* What to work on *
Copy out the records verbatim, starting at the line containing "orange vest with" and continuing through the end of the records.

* Records *
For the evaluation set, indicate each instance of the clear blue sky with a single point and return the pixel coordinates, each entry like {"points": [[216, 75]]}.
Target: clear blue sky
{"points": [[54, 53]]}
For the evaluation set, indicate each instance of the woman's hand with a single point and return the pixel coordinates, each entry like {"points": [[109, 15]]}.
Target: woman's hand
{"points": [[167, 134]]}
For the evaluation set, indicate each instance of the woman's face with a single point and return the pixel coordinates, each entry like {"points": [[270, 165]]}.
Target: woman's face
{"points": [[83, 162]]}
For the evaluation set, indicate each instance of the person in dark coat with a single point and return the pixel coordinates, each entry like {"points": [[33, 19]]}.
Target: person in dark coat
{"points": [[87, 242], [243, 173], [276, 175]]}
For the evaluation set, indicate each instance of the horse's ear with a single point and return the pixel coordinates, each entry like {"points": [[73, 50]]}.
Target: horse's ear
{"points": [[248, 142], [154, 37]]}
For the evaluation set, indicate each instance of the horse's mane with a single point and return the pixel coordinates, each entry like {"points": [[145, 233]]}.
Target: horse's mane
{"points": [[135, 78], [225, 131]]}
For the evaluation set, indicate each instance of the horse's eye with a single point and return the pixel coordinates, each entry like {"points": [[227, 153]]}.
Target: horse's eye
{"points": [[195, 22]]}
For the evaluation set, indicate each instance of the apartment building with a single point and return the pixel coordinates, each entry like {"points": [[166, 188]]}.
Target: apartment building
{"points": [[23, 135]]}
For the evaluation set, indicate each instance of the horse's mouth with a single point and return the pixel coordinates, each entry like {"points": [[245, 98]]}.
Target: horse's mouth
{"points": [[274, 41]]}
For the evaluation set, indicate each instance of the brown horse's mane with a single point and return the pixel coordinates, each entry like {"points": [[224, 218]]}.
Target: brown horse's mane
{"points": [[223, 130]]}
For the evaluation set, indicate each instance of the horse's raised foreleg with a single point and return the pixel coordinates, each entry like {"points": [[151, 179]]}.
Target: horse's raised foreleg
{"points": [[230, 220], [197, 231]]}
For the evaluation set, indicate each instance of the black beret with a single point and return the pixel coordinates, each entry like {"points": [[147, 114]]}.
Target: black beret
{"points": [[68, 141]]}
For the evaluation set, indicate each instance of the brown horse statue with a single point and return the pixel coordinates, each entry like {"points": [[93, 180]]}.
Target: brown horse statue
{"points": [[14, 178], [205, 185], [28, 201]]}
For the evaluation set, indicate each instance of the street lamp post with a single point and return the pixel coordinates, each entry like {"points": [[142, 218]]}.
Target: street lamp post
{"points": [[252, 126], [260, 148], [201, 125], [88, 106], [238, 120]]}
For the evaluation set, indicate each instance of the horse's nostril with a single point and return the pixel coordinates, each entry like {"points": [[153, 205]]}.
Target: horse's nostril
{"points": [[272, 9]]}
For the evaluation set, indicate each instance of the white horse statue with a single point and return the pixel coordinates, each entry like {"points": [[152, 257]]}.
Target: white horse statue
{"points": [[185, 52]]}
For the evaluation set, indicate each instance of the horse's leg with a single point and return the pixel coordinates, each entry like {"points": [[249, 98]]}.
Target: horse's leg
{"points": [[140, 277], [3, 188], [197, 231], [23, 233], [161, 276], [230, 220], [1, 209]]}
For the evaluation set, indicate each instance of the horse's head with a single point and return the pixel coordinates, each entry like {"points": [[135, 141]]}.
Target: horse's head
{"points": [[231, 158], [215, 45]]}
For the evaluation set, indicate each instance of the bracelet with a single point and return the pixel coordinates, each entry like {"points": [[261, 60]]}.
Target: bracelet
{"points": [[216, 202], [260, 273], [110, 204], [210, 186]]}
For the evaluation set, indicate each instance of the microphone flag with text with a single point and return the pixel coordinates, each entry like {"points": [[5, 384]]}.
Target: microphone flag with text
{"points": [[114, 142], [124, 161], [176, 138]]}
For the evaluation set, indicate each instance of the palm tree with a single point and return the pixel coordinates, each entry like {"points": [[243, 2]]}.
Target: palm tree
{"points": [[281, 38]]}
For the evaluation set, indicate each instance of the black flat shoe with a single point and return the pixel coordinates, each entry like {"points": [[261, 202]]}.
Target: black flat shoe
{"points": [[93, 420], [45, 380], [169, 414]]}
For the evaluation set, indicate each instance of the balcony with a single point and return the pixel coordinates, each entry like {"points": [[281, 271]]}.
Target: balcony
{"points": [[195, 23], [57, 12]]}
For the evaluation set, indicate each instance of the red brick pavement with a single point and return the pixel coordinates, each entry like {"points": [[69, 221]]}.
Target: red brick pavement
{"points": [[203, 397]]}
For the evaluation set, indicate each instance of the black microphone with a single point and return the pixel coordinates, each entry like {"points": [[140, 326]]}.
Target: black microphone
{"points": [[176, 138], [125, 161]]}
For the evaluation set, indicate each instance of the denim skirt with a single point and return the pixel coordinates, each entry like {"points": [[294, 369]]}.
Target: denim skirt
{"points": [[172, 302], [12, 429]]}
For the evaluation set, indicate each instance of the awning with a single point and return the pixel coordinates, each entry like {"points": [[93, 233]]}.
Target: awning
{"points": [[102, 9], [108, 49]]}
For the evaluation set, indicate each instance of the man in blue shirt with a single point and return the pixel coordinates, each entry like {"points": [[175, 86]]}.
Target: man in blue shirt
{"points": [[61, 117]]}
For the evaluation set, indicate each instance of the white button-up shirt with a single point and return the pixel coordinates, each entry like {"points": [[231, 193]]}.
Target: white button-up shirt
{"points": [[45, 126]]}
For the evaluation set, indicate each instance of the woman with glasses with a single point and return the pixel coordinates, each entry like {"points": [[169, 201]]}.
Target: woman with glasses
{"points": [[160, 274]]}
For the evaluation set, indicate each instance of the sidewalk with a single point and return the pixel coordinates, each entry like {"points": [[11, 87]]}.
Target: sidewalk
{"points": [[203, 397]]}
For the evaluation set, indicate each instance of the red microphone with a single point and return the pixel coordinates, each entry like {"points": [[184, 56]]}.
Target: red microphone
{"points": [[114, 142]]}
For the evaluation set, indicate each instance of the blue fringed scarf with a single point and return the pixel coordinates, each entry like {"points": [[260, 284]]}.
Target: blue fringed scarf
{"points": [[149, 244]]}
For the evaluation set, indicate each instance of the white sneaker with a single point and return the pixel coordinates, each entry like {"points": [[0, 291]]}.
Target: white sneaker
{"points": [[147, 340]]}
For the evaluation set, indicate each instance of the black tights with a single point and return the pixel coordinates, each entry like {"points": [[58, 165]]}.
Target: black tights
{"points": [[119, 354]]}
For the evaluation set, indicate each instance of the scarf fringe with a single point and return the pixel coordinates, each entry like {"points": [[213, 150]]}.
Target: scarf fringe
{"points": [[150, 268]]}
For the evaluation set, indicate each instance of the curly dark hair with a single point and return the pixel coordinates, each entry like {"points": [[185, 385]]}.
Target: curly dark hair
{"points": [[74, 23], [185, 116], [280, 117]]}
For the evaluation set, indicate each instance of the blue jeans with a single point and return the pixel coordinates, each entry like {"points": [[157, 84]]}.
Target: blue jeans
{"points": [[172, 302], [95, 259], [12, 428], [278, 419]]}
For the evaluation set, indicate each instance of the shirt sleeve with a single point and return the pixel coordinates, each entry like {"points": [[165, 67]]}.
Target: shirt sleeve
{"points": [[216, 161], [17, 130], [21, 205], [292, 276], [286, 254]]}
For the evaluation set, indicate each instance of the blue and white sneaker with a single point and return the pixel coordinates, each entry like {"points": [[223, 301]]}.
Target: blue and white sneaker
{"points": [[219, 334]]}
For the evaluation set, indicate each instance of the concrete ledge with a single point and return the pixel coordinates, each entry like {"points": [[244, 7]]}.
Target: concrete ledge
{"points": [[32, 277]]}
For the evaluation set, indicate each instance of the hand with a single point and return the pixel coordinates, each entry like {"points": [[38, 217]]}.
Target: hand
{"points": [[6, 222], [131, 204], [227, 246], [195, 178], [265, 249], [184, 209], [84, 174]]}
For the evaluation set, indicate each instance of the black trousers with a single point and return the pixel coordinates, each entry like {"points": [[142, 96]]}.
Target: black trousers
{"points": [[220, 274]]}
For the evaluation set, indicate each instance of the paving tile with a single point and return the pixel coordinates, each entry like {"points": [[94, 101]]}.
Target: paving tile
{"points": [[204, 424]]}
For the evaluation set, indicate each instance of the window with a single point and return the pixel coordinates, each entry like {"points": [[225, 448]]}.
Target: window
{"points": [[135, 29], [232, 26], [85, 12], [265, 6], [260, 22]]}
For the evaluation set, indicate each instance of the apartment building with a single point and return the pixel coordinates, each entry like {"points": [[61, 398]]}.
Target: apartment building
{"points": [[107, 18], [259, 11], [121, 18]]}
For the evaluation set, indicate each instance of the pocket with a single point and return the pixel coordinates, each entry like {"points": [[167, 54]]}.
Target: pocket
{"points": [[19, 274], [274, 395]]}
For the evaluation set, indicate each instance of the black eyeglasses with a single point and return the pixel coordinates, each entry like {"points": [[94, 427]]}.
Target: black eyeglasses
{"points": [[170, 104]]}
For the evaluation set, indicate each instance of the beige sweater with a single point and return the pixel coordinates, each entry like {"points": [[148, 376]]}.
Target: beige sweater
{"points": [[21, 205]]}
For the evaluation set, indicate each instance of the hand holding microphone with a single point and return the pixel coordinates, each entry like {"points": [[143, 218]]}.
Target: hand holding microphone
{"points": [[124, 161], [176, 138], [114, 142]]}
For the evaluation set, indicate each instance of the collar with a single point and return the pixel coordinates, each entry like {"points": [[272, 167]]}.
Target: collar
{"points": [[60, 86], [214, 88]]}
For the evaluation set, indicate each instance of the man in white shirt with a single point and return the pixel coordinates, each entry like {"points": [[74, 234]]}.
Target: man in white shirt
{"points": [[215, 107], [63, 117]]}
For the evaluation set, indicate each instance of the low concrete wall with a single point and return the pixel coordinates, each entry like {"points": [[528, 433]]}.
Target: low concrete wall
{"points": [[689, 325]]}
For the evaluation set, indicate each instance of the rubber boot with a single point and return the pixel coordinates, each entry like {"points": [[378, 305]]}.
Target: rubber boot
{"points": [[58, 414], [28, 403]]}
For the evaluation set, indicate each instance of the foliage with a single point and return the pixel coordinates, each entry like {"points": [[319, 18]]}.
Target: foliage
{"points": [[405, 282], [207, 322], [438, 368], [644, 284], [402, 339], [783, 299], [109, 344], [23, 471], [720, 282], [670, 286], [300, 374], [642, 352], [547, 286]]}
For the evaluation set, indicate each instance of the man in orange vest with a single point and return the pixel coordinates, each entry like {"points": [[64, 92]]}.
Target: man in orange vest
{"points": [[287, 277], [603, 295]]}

* Solution to the exercise *
For the evaluation set, indicate each instance of the man in orange vest with a single point and return the pixel coordinates, each entry like {"points": [[64, 92]]}.
Target: man in orange vest
{"points": [[287, 277], [603, 295]]}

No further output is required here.